» **Task directions**
Because only the text is wanted, repeat the records below exactly and omit the pictures.

» **The records**
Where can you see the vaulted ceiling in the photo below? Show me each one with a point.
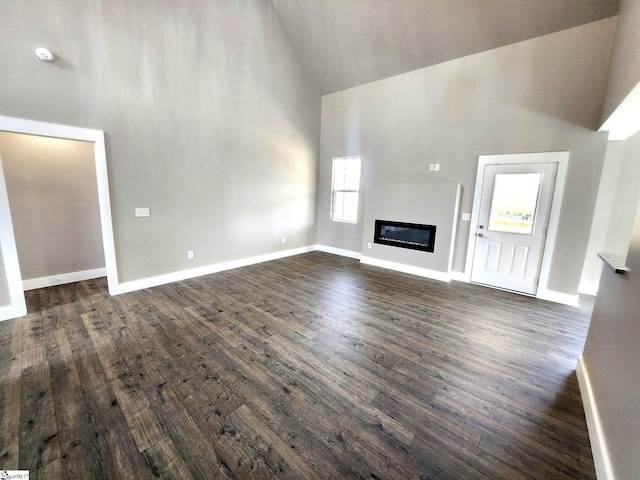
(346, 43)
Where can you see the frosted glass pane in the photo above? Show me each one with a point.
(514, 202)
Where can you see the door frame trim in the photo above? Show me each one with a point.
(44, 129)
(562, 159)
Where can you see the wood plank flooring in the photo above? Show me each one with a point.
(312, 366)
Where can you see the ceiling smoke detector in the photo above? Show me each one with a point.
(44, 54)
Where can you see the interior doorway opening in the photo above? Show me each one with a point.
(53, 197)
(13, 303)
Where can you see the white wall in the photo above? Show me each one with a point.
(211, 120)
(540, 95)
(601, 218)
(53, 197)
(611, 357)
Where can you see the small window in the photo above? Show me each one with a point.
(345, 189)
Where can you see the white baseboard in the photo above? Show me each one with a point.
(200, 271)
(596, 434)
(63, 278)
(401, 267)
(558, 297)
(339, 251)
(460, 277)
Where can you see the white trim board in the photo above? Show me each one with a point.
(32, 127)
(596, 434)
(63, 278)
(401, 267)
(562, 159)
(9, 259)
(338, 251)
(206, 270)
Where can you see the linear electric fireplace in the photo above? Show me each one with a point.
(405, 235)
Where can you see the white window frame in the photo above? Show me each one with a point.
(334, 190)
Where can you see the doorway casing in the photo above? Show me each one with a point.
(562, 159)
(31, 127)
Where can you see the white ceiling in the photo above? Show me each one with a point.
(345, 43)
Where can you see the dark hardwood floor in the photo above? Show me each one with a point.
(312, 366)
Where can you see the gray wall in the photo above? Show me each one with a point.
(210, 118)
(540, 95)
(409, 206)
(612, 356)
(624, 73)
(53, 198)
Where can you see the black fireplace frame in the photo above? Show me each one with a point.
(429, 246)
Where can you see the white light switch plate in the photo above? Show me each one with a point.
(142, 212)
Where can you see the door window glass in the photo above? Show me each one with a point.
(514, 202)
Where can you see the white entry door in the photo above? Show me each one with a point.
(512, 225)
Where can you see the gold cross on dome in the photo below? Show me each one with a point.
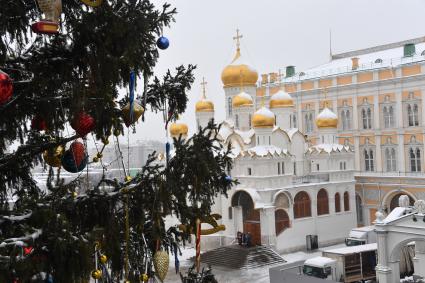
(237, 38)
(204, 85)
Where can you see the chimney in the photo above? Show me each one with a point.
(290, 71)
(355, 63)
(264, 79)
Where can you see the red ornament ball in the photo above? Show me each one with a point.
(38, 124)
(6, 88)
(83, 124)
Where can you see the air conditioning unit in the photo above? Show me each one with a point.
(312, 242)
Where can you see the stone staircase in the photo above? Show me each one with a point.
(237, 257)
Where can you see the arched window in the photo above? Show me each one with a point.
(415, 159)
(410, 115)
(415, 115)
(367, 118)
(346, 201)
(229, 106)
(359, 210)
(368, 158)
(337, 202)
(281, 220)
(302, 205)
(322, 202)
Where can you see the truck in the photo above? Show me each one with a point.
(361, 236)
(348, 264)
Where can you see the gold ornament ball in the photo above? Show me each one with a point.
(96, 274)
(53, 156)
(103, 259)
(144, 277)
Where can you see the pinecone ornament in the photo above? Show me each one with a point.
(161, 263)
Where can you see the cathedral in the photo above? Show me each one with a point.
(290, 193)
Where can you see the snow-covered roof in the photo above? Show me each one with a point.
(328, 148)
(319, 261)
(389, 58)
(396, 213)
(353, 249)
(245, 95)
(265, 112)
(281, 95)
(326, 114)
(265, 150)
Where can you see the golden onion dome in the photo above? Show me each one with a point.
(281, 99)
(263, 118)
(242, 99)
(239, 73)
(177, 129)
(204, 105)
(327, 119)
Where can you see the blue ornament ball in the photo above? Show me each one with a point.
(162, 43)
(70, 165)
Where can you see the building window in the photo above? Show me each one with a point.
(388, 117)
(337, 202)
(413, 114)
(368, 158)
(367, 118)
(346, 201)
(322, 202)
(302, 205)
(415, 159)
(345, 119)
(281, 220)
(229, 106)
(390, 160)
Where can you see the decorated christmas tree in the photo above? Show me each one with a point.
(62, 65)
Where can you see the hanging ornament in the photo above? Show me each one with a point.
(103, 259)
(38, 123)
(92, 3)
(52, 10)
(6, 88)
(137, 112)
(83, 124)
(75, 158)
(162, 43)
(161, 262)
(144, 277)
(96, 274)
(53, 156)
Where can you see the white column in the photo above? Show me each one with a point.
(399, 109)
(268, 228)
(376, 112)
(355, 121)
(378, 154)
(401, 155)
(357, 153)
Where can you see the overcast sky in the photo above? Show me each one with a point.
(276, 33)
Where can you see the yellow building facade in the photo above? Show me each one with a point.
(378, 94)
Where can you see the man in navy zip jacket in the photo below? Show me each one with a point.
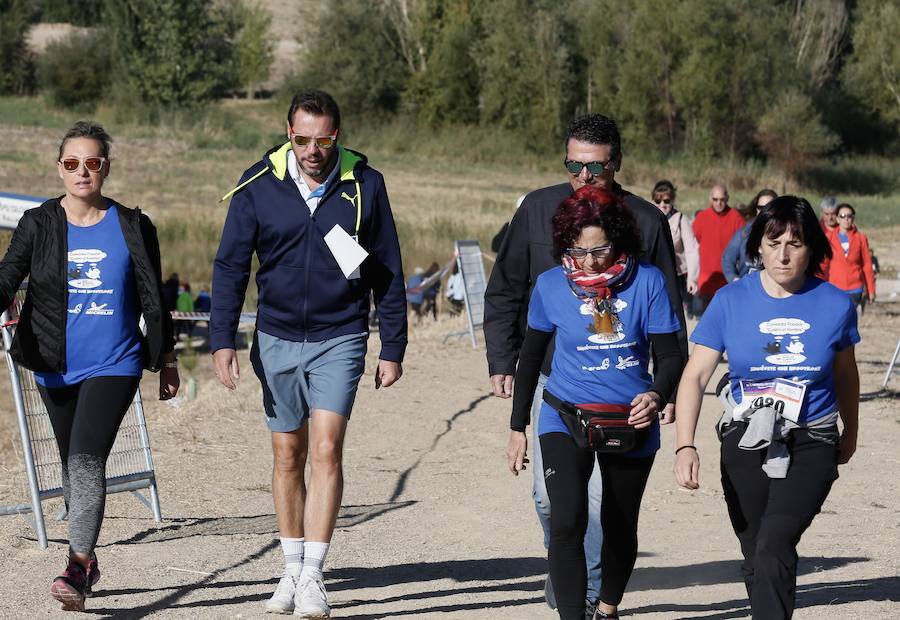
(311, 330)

» **Exercise answer**
Where can you see the vaulted ceiling in the photo below? Show me each one with a point.
(346, 43)
Where can you see the frosted glass pane in the photo above? Show me each one with a point.
(514, 202)
Where can you see the door frame trim in the photo above? Show me each one with a point.
(44, 129)
(562, 159)
Where can you see the wood plank flooring in the photo above? Show me each one with a point.
(312, 366)
Where can you see the ceiling smoke detector in the photo above? Show me each one with a point.
(44, 54)
Where can you see the interior doorway opening in the photo above? Show me each one with a point.
(53, 197)
(13, 303)
Where can you see the white wall in the photo above? Show me each one with a point.
(211, 120)
(540, 95)
(601, 218)
(53, 197)
(611, 357)
Where can you see the small window in the photo above? Show me each one with a point.
(345, 189)
Where can you see the white baseboard in the photo above? Show me each one with a point.
(200, 271)
(596, 434)
(63, 278)
(401, 267)
(558, 297)
(339, 251)
(460, 277)
Where can you see the white trim board in the photo above? Show me each one with a point.
(32, 127)
(596, 434)
(63, 278)
(401, 267)
(562, 159)
(9, 259)
(338, 251)
(206, 270)
Where can you see the linear electric fireplace in the photo above? Show me each one with a point.
(405, 235)
Where can you see the white window frame in the photo above? Show me each one with a point.
(334, 190)
Where can you see the doorway casing in the photo above? Show me each one with a point.
(562, 159)
(31, 127)
Where can you see the white ceiling in the photo above? Show me each one with a point.
(345, 43)
Where can you see the dark hardwood floor in the photo above? Show me each one with a point.
(312, 366)
Where can you see the gray wall in the photo above? Show me each one with a point.
(210, 118)
(540, 95)
(409, 206)
(612, 356)
(624, 73)
(53, 198)
Where can you see the black fireplace frame in the photo above? Show me each one with a point.
(429, 246)
Where can you see the white light switch plate in the photo above? Show me each one with a point.
(142, 212)
Where can you see the door window glass in the photo above? Show me each one with a point.
(514, 202)
Where can you see the white entry door in the photo above? Show me each one with a point.
(512, 225)
Where can you see the gold cross on dome in the photo below? Show me each one with a point.
(237, 38)
(204, 85)
Where can you see the chimney in the photo above? Show me each one with a point.
(290, 71)
(355, 63)
(264, 79)
Where can you see the red ornament ball in the photo above? Show me each one with a point.
(38, 124)
(6, 88)
(83, 124)
Where can you see the air conditioning unit in the photo above? Show me each one with a point.
(312, 242)
Where can you see the stone staircase in the photo above? Show me each one with a point.
(237, 257)
Where can you see the arched window in the photo above? Show me each one with a point.
(415, 159)
(410, 115)
(415, 115)
(367, 118)
(346, 201)
(229, 106)
(359, 210)
(368, 158)
(337, 202)
(281, 220)
(302, 205)
(322, 202)
Where can you see the truck in the photo above? Show me each one with a point.
(361, 236)
(348, 264)
Where can you see the gold ornament ball in the photo above? Show me each one with a point.
(96, 274)
(53, 156)
(103, 259)
(144, 277)
Where can you see the pinecone ornament in the photo above? Show me each one with a point.
(161, 263)
Where can you see the cathedral in the photo above? Show me each one with a point.
(290, 193)
Where can you see the snow-covered roof in the photo above? Show me each one with a point.
(328, 148)
(319, 261)
(389, 58)
(396, 213)
(353, 249)
(245, 95)
(265, 112)
(281, 95)
(326, 114)
(265, 150)
Where can you see the golden onion dome in the photo above? Show me each one with a point.
(281, 99)
(263, 118)
(242, 99)
(239, 73)
(177, 129)
(204, 105)
(327, 119)
Where can you see the blue ornament ball in the photo above? Show me each one with a point.
(162, 43)
(70, 165)
Where can you see the building window in the photo above? Show me each one with a point.
(388, 117)
(337, 202)
(413, 114)
(368, 158)
(367, 118)
(346, 201)
(322, 202)
(302, 205)
(415, 159)
(345, 119)
(281, 220)
(229, 106)
(390, 160)
Where can you see the decorated christmas tree in the photo above? Show me each one with a point.
(62, 65)
Where can you see the hanging ornament in the photo above? Show me each one with a point.
(103, 259)
(38, 123)
(92, 3)
(52, 10)
(6, 88)
(137, 112)
(83, 124)
(75, 158)
(162, 43)
(161, 262)
(144, 277)
(96, 274)
(53, 156)
Where can you see the white column in the photo above? Show me each one with a point.
(399, 109)
(268, 228)
(376, 112)
(355, 121)
(378, 154)
(401, 155)
(357, 153)
Where can you see the overcast sky in the photo above? Show me each one with a point.
(276, 33)
Where can you see the yellow building facade in the photo above? Show me each one with a point.
(378, 94)
Where can you see the man in navy zip jacket in the photo below? Show me each one with a point.
(311, 330)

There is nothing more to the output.